* TASK
Output the records between the lines holding "Could you point out the red kidney" and "<point>301,199</point>", inclusive, as a numbered list with blank lines omitted.

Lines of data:
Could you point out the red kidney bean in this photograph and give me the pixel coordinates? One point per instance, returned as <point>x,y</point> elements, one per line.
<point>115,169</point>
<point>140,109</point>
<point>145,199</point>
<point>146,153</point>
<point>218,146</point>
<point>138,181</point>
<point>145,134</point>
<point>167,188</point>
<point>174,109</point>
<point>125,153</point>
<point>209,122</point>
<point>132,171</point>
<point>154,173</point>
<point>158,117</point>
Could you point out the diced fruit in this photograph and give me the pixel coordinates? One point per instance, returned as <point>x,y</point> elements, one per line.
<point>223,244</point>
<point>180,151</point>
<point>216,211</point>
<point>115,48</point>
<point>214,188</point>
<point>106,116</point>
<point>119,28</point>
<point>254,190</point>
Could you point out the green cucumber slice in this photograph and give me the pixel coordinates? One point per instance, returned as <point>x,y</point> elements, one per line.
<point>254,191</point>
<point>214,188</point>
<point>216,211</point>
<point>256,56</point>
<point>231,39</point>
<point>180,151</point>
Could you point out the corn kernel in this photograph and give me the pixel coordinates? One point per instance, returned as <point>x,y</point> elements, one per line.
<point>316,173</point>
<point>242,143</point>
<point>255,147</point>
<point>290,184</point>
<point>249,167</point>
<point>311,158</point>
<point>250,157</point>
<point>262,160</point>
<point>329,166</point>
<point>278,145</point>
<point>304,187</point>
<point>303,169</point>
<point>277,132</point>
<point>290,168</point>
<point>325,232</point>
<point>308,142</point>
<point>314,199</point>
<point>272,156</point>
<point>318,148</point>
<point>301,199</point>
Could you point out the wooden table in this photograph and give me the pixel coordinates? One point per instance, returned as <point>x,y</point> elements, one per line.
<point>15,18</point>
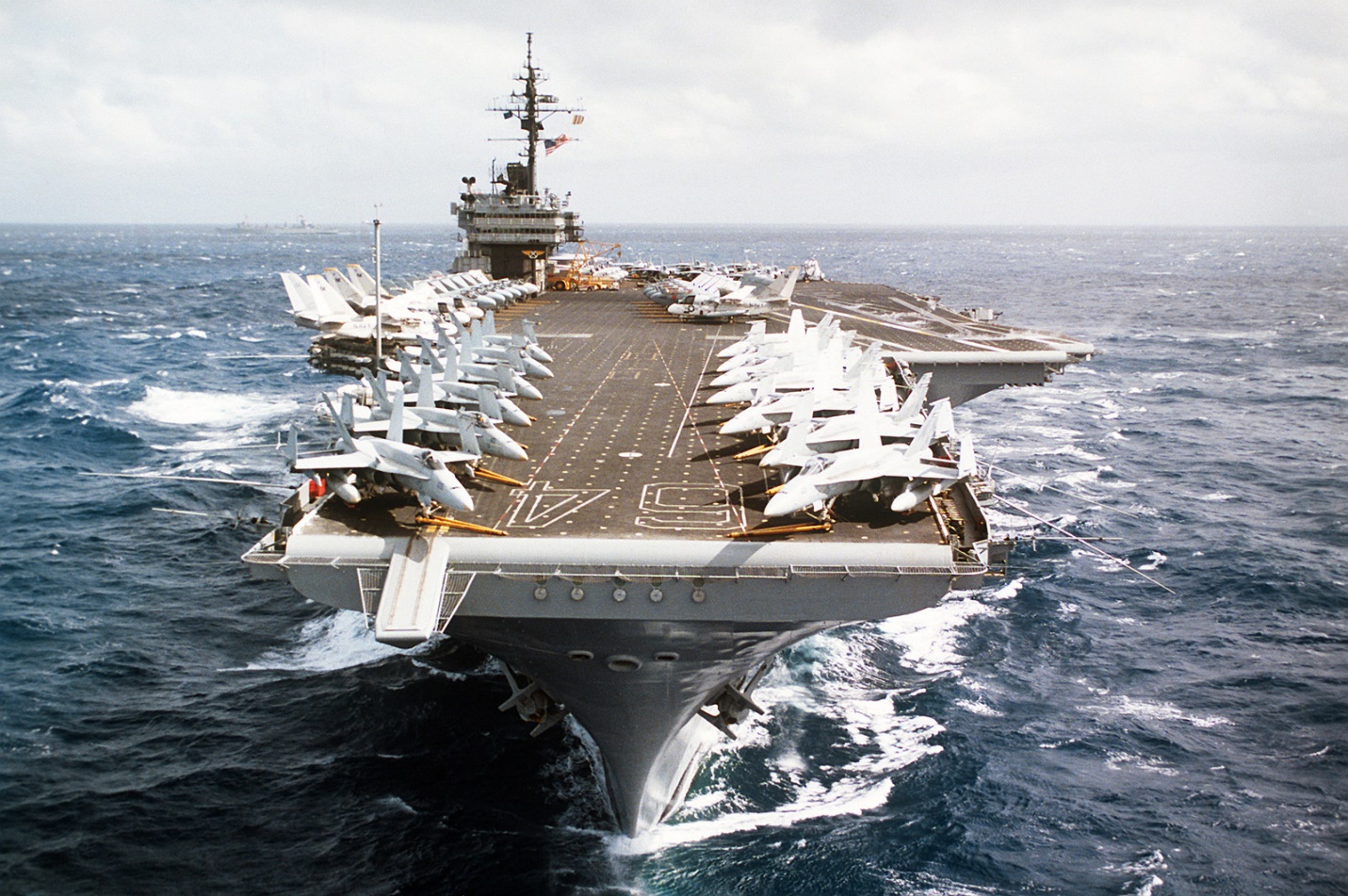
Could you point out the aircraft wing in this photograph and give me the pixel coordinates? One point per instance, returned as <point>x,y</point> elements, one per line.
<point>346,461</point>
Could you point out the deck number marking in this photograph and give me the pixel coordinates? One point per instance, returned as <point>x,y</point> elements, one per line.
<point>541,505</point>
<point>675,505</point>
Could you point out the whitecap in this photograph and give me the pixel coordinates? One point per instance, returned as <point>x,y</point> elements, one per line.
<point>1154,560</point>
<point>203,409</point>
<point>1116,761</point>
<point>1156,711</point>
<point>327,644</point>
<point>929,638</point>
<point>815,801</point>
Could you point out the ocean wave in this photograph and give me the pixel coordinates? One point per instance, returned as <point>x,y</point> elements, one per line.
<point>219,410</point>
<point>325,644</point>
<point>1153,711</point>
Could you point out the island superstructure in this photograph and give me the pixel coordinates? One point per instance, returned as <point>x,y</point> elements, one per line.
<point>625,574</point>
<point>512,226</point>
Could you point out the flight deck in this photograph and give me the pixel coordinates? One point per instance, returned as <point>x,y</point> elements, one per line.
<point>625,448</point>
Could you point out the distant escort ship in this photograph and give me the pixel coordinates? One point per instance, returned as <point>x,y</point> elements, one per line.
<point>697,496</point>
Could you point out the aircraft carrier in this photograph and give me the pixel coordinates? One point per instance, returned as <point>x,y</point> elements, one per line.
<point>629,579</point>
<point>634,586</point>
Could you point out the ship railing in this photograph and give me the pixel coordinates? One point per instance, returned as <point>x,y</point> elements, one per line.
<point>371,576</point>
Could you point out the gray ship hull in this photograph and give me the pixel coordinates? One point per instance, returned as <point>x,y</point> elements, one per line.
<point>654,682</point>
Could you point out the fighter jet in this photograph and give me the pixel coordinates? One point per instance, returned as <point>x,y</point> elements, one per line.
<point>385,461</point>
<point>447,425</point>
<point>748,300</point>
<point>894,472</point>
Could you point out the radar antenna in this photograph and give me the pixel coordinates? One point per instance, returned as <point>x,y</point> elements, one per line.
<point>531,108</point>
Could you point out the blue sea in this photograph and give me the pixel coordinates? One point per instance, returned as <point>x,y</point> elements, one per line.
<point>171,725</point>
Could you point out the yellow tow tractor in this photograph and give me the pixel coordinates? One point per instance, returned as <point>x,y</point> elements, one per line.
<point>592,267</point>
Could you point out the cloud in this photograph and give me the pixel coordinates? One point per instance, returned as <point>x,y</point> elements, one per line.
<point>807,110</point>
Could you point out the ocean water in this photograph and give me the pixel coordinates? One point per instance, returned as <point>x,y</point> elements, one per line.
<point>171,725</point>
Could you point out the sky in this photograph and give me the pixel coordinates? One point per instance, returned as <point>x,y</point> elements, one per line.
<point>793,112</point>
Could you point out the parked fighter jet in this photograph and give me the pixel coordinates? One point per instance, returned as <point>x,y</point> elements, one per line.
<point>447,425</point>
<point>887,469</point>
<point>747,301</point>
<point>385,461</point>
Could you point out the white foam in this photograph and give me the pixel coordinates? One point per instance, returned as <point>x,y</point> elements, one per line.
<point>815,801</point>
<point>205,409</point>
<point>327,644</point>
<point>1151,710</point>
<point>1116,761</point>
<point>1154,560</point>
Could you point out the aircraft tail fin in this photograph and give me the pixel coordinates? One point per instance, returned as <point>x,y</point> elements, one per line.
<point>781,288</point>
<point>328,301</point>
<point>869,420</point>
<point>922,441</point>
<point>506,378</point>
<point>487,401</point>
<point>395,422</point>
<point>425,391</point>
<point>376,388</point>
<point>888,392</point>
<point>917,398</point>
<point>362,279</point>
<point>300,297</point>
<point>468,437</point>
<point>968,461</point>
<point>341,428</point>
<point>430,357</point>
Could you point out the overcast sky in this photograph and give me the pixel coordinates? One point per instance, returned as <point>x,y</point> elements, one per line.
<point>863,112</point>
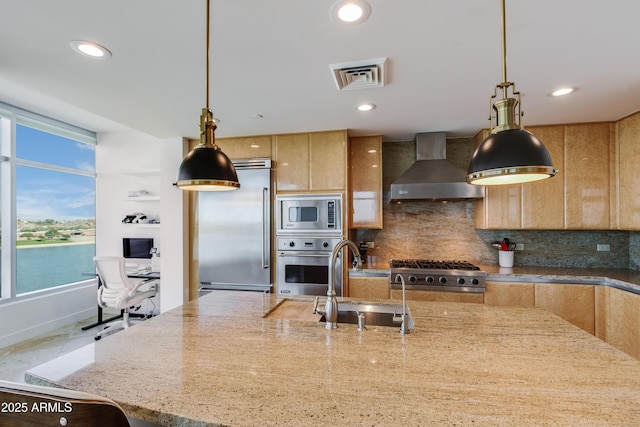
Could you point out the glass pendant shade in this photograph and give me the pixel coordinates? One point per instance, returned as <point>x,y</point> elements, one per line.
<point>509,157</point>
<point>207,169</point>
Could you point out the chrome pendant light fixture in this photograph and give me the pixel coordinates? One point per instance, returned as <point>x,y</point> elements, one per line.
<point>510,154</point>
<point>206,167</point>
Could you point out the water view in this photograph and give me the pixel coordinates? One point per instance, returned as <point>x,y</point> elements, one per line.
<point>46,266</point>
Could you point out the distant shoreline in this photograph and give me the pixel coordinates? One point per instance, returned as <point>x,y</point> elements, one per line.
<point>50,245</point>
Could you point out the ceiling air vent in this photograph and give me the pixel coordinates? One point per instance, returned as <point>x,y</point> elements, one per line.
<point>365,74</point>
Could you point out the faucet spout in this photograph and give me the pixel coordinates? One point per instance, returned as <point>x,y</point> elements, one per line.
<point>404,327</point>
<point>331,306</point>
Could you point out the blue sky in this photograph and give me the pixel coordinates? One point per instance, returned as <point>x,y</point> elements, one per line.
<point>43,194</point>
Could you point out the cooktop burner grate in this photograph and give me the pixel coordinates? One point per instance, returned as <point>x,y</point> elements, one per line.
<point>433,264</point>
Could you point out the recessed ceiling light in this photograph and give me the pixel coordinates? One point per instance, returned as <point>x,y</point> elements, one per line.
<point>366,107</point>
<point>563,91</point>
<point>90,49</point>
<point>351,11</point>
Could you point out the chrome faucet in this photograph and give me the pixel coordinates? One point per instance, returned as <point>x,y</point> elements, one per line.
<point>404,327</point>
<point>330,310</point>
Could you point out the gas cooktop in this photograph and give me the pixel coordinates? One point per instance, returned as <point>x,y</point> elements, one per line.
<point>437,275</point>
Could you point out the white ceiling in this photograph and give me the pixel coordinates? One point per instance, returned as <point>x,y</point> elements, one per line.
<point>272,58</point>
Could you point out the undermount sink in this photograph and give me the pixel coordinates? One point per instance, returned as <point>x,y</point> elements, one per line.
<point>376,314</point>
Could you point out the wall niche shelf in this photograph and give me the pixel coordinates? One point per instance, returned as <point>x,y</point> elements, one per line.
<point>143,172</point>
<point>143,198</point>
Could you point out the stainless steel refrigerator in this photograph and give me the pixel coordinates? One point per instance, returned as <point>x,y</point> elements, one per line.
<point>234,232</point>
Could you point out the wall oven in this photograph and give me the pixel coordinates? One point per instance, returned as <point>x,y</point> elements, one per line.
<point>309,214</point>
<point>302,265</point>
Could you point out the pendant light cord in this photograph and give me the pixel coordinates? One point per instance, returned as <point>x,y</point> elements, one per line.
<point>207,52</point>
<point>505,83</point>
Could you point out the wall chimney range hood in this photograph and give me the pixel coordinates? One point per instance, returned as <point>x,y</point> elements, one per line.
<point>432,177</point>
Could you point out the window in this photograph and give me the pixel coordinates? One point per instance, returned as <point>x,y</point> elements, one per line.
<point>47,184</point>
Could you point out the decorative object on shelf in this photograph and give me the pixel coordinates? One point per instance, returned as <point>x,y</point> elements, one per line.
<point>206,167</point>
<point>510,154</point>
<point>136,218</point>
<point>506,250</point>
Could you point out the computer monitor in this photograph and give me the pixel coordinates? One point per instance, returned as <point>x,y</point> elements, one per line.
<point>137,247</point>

==

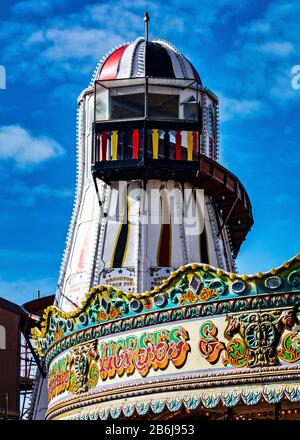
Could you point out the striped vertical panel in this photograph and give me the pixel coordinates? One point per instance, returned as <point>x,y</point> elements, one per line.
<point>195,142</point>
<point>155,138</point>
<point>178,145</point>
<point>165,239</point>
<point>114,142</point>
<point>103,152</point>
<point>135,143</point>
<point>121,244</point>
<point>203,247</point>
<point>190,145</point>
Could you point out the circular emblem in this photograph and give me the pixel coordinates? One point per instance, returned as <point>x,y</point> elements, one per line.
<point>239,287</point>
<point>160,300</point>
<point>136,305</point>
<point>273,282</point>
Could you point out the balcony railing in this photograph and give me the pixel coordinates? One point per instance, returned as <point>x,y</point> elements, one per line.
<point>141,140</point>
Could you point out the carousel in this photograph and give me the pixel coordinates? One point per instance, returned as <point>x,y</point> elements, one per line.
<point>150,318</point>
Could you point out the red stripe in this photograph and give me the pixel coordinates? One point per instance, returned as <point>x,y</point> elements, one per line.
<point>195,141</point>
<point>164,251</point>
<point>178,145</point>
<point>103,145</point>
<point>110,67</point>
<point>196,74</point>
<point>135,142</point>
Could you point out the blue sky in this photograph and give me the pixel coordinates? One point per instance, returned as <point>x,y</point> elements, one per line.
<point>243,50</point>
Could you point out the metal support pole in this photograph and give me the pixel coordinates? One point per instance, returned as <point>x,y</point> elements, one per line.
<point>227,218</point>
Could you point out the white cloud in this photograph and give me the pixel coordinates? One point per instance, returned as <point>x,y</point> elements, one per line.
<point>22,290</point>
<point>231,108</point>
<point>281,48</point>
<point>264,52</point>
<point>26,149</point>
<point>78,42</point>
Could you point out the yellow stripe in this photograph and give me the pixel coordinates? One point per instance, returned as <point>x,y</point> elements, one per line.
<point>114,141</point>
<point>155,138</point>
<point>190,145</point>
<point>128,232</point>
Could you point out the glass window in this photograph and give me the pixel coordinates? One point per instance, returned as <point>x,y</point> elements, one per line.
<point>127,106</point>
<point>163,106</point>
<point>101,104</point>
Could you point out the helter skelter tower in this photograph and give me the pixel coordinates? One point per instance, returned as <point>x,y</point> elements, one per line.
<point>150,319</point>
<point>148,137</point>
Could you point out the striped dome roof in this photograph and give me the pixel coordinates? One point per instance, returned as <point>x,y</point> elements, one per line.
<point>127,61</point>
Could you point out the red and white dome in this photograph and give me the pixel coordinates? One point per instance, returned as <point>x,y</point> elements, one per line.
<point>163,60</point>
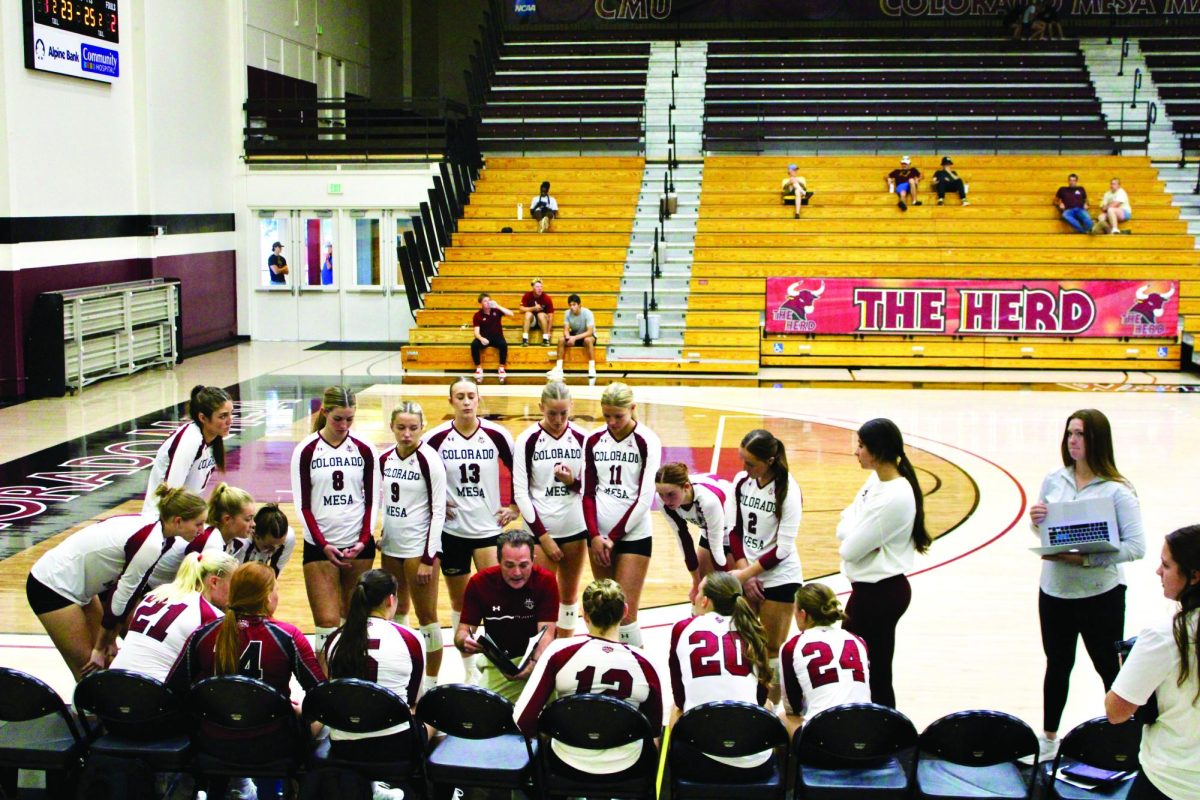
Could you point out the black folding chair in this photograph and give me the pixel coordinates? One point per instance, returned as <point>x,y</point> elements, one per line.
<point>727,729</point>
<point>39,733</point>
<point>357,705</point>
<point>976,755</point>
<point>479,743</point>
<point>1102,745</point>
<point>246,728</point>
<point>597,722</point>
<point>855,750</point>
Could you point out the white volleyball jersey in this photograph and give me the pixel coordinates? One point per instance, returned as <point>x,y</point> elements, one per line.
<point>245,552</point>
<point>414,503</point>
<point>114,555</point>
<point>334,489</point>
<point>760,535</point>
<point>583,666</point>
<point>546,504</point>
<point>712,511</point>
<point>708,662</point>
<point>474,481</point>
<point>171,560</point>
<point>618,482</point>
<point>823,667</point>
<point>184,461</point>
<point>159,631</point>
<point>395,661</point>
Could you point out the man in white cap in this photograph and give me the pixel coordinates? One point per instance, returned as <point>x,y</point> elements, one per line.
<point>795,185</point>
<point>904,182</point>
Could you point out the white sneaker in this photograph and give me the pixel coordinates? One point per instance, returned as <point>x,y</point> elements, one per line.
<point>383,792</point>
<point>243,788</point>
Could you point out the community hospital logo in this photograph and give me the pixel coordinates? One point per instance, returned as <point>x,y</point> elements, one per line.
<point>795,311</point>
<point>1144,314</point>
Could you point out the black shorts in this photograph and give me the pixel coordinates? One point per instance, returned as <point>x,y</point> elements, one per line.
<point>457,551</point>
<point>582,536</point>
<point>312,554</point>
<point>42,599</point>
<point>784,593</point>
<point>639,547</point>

* FULL OUTPUT
1. Could you point out the red kidney bean in this photograph and give me the pixel coordinates? One point per instance, returned as <point>x,y</point> elements, one per line.
2. <point>115,169</point>
3. <point>140,109</point>
4. <point>145,199</point>
5. <point>146,153</point>
6. <point>218,146</point>
7. <point>138,181</point>
8. <point>145,134</point>
9. <point>167,188</point>
10. <point>174,109</point>
11. <point>125,153</point>
12. <point>209,122</point>
13. <point>132,171</point>
14. <point>154,173</point>
15. <point>158,117</point>
16. Could you point out the diced fruit in this photograph and give me the pixel coordinates? One point per instance, returned as <point>x,y</point> elements, one per line.
17. <point>223,244</point>
18. <point>180,151</point>
19. <point>216,211</point>
20. <point>115,48</point>
21. <point>214,188</point>
22. <point>106,116</point>
23. <point>119,28</point>
24. <point>254,190</point>
25. Could you point out the green cucumber slice in this photograph and give me the pixel coordinates? One point per instance, returned as <point>x,y</point> elements, one per line.
26. <point>254,191</point>
27. <point>214,188</point>
28. <point>216,211</point>
29. <point>256,56</point>
30. <point>231,39</point>
31. <point>180,151</point>
32. Could you point out the corn kernel in this photograph and give me the pixel coordinates? One point per instance, returned as <point>x,y</point> elements, one per line.
33. <point>316,173</point>
34. <point>242,143</point>
35. <point>255,147</point>
36. <point>290,184</point>
37. <point>249,167</point>
38. <point>311,158</point>
39. <point>250,157</point>
40. <point>262,160</point>
41. <point>329,166</point>
42. <point>278,145</point>
43. <point>304,187</point>
44. <point>303,169</point>
45. <point>277,132</point>
46. <point>290,168</point>
47. <point>325,232</point>
48. <point>308,142</point>
49. <point>314,199</point>
50. <point>272,156</point>
51. <point>318,148</point>
52. <point>301,199</point>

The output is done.